Copy the records word for word from their first line through the line containing "13 132 L 20", including both of those lines. Leave the picture out of your copy.

[START EXERCISE INPUTS]

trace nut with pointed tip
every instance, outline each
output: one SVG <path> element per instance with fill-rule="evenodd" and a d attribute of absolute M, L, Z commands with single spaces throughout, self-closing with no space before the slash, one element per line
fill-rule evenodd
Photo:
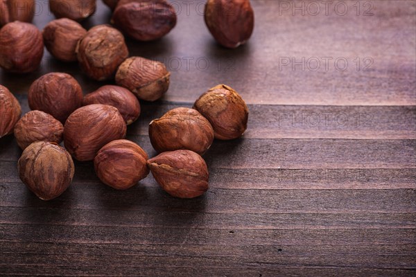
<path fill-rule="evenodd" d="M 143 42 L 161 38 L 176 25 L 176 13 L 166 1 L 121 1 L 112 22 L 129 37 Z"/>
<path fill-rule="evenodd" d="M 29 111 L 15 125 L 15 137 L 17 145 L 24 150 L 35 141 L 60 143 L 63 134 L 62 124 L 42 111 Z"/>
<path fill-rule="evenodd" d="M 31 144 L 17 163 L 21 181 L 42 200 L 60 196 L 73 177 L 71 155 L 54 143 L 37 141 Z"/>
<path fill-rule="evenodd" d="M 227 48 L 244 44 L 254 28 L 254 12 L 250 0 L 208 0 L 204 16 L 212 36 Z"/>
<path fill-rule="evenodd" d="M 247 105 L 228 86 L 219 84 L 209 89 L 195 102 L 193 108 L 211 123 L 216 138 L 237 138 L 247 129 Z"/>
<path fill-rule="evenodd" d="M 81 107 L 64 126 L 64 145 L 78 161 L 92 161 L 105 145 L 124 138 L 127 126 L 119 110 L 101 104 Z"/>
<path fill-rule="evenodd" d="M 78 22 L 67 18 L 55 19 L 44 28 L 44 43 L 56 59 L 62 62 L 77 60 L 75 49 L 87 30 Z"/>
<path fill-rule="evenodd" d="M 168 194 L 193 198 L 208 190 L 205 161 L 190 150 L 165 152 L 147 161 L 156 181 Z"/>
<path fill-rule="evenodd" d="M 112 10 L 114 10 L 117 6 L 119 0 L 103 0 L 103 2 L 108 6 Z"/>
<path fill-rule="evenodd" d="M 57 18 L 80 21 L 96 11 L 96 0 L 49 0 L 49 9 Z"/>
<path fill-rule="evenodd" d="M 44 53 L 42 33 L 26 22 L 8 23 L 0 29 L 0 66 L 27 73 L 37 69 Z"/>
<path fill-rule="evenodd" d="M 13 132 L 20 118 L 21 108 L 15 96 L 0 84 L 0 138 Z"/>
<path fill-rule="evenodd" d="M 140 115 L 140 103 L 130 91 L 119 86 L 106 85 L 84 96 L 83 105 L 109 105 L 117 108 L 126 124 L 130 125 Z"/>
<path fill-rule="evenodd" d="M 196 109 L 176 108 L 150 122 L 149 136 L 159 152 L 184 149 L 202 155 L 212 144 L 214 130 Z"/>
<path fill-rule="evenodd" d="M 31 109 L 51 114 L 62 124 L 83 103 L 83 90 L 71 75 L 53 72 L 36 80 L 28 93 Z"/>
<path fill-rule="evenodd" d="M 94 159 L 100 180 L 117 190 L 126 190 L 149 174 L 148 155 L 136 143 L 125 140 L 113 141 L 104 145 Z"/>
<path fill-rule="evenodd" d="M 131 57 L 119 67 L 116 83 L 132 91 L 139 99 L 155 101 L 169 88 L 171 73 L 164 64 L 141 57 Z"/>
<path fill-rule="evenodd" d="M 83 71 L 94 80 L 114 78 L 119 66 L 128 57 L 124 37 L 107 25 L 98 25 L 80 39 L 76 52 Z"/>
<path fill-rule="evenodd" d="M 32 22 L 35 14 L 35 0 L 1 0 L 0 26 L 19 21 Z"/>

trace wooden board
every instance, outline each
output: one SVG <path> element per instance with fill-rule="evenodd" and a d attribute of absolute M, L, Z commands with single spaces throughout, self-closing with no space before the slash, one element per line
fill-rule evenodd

[END EXERCISE INPUTS]

_EXERCISE ANSWER_
trace nut with pointed tip
every instance, outline each
output: one SVG <path> element per instance with fill-rule="evenodd" and a d attribute of absolute M, L, Z commands with single spaces throughout, self-closing with no space before the slash, one element per line
fill-rule evenodd
Photo:
<path fill-rule="evenodd" d="M 143 42 L 161 38 L 176 25 L 176 13 L 166 1 L 121 1 L 112 22 L 129 37 Z"/>
<path fill-rule="evenodd" d="M 29 111 L 15 125 L 15 137 L 17 145 L 24 150 L 35 141 L 60 143 L 63 134 L 62 124 L 42 111 Z"/>
<path fill-rule="evenodd" d="M 31 144 L 17 163 L 21 181 L 42 200 L 60 196 L 73 177 L 71 155 L 54 143 L 37 141 Z"/>
<path fill-rule="evenodd" d="M 227 48 L 244 44 L 254 28 L 254 12 L 250 0 L 208 0 L 204 16 L 212 36 Z"/>
<path fill-rule="evenodd" d="M 247 105 L 228 86 L 219 84 L 209 89 L 195 102 L 193 108 L 211 123 L 216 138 L 237 138 L 247 129 Z"/>
<path fill-rule="evenodd" d="M 81 107 L 64 126 L 64 145 L 78 161 L 92 161 L 105 145 L 124 138 L 127 126 L 119 110 L 101 104 Z"/>
<path fill-rule="evenodd" d="M 78 22 L 67 18 L 55 19 L 44 28 L 44 43 L 56 59 L 62 62 L 77 60 L 75 49 L 87 30 Z"/>
<path fill-rule="evenodd" d="M 168 194 L 193 198 L 208 190 L 205 161 L 190 150 L 165 152 L 147 161 L 156 181 Z"/>
<path fill-rule="evenodd" d="M 112 10 L 114 10 L 117 6 L 119 0 L 103 0 L 103 2 L 108 6 Z"/>
<path fill-rule="evenodd" d="M 57 18 L 80 21 L 96 11 L 96 0 L 49 0 L 49 9 Z"/>
<path fill-rule="evenodd" d="M 44 53 L 42 33 L 26 22 L 8 23 L 0 29 L 0 66 L 27 73 L 37 69 Z"/>
<path fill-rule="evenodd" d="M 13 132 L 20 118 L 21 108 L 15 96 L 0 84 L 0 138 Z"/>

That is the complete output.